Verilen metin
=-=-=
27 Ekim 2011 Perşembe

Sufizm'in Prensipleri

◊ M.T.O. Shahmaghsoudi® insanlara kendini tanıma yolunu kolaylaştıran prensipleri öğretir. Bu, kendi manevi saltanatımıza ve gönlümüzün seviyesine yükselten geziye "Seyr ü Soluk” denir. Bu yolun ışığı olan Manevi Rehber, bir diğer adıyla Pir, saleki kendini tanıma yoluna yönlendirir. Manevi Rehber’in doğru yola götüren bu ışığı salekin yolunu aydınlatır ve yoldaki engelleri aşmasını sağlar. İslam Sufizmi Okulu M.T.O. Shahmaghsoudi’nin günümüz üstad’ı Hazreti Salahaddin Ali Nader Angha, "Kanz ul-Soluk" adlı eserinde (33-34) Sufizm’in sekiz ilkesini şöyle anlatmıştır:

● Zikir Anma - her zaman Allah’ı anma.
● Fikir Seyretme / meditasyon - bilinç ve hayran olma durumu.
● Seher Uyanma - vücudun ve kalbin uyanması.
● Jui' Açlık - hem zahiri hem batıni (kalpte) gerçeği bulmak ve aramayı sürdürmek için çaba göstermek.
● Somt Sakinlik - önemsiz bir şey düşünmeme ve söylememe.
● Sovm Oruç - vücudun yiyeceklerden, ruhun bağlılıklardan ve gönlün isteklerden arındırılması.
● Halvet Halvet - zahiri ve batıni halvet
* Hizmet Pir’in ve Allah’ın gerçekliğinde yok olmak.
=-=-=
[Toplanan veri girdileri]
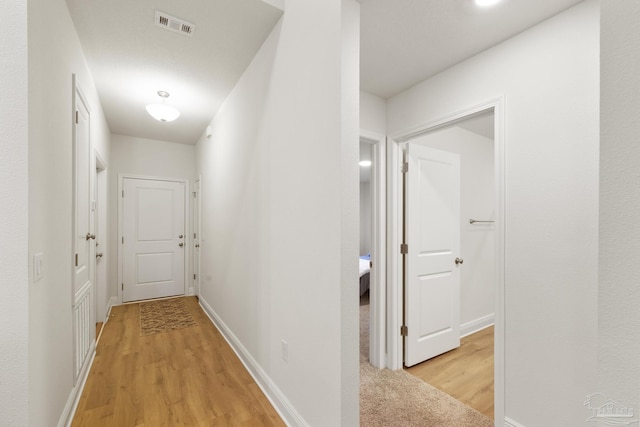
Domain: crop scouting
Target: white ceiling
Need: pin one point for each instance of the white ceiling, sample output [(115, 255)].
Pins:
[(402, 43), (131, 58), (406, 41)]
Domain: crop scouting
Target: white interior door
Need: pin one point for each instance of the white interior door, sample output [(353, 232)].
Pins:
[(154, 239), (82, 199), (196, 238), (83, 305), (432, 220)]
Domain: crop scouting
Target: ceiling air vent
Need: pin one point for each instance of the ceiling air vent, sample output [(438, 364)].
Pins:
[(174, 24)]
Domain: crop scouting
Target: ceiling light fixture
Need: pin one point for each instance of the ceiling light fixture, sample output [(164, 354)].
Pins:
[(163, 112), (486, 3)]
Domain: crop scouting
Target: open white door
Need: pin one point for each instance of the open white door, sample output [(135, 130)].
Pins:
[(432, 219), (83, 238), (196, 237), (154, 239)]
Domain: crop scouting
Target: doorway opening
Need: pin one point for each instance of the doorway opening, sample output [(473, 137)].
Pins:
[(480, 246), (153, 248), (373, 255), (450, 284)]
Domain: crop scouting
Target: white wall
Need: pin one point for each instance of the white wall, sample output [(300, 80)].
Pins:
[(477, 200), (549, 77), (280, 211), (14, 308), (373, 113), (146, 157), (619, 299), (54, 55)]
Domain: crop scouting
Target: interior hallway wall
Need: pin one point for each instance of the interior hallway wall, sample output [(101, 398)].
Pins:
[(548, 76), (145, 157), (280, 212), (619, 293), (54, 55), (373, 113), (477, 241), (14, 255)]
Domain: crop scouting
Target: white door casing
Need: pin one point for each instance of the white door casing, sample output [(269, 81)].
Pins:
[(154, 238), (432, 292)]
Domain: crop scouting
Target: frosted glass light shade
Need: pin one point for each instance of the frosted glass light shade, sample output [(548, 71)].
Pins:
[(163, 112), (486, 3)]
=-=-=
Alıştırma yönergeleri
• a. Aşağıdaki ifadelerin Sufizm'in ilkeleriyle ilgili metne uyup uymadığını belirtin ve her yanıtı metinden birebir alıntıladığınız belirleyici sözlerle destekleyin: (i) Manevi Rehber'e Pir de denir. (ii) Manevi Rehber'in ışığı, salekin yoldaki engelleri aşmasını sağlar. (iii) Seher, vücudun yiyeceklerden arındırılması demektir.
• b. Sufizm'in ilkelerini anlatan metni, son cümlesinden sonraki kısımla tamamlayın.

Alıştırma yanıtları
• a.
(i) Evet: "Manevi Rehber, bir diğer adıyla Pir"
(ii) Evet: "salekin yolunu aydınlatır ve yoldaki engelleri aşmasını sağlar"
(iii) Hayır: "Seher Uyanma - vücudun ve kalbin uyanması."

• b.
Bu ilkeler kendini tanıma yolculuğunu kolaylaştırır. Gerçeği arayanlar, başlangışta tüm doğal arzu ve isteklerini ve bağımlılıklarını (fiziksel, duygusal, vs.) daha fazla kontrol altına alırlar. Bunun sonucunda içsel huzur, özgürlük ve barış duygusu ortaya çıkar. Kişiyi değişik yönlere çeken cazibelerin artık onu daha fazla kontrolü altında tutması sona erer.

Ruhani öğretmen Pir, salekin bilgisizlik ve yanlış öğreti katmanlarından kurtulması için ona güç verir ve kalbin yedi aşamasını ona açar - ilk özlem aşamasından sevgi ve bilgi aşamasına ve en üst seviye birlik ve yok olma aşamasına kadar. Bu ilkelere bağlı kalan saleke cehaletin perdeleri yırtılır ve arınmanın çeşitli basamaklarını geçer. İnanç ve bilgi ile Allah’ın varlığına ve birliğine şahitlik eder.

Sufiler kalbin ülkesini yedi gök olarak tarif etmiştir. Sufi şair Attar sembolik tanımlamalarla yazdığı "Kuşların Konferansı" adlı şiir kitabında mistik haccı, sevgi, bilgi ve merakta yok olmak, yani Yaradan’la birlik olmak için bütün dünyevi isteklerin bırakılmasıyla başlayan bir yolculuk olarak tarif etmektedir.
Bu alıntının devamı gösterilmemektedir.